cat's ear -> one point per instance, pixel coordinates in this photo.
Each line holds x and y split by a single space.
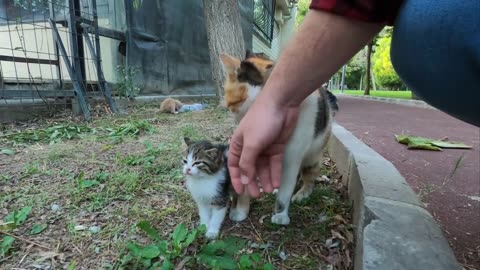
212 153
187 141
230 63
250 72
248 54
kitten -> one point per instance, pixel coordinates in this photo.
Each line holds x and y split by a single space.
170 105
244 81
208 181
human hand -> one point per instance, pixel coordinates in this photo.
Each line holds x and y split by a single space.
258 145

» **What the task asks**: Copy out all of the material above word for word, with every line in its original order, and omit the pictures.

» **The completed task**:
cat's ear -> one point per instance, pixel coordinates in this photo.
Each line holds x and y split by a single space.
212 153
187 141
230 63
250 72
248 54
kitten -> one point per instance, pixel coordinates in this photo.
Each line holds x and y split by a single space.
170 105
244 81
208 181
human hand -> one point per instance, pixel coordinates in this photo.
Each line holds x and y split by a single space.
258 145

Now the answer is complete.